A data block:
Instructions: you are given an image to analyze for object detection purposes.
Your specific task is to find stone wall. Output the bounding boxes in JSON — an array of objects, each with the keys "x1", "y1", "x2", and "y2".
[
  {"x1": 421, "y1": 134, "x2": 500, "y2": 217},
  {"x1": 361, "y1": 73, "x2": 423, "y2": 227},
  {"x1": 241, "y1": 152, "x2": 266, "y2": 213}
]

### Aim of the task
Rewrite the listing above, renaming "object detection" to "object localization" and leaving every other line and character as it is.

### Solution to the exercise
Instructions: you are given an image to analyze for object localization purposes.
Your specific task is to find stone wall. Output the bounding boxes in JSON — an array of objects, each with the keys "x1", "y1", "x2", and "y2".
[
  {"x1": 421, "y1": 134, "x2": 500, "y2": 217},
  {"x1": 361, "y1": 73, "x2": 423, "y2": 227},
  {"x1": 241, "y1": 152, "x2": 266, "y2": 213}
]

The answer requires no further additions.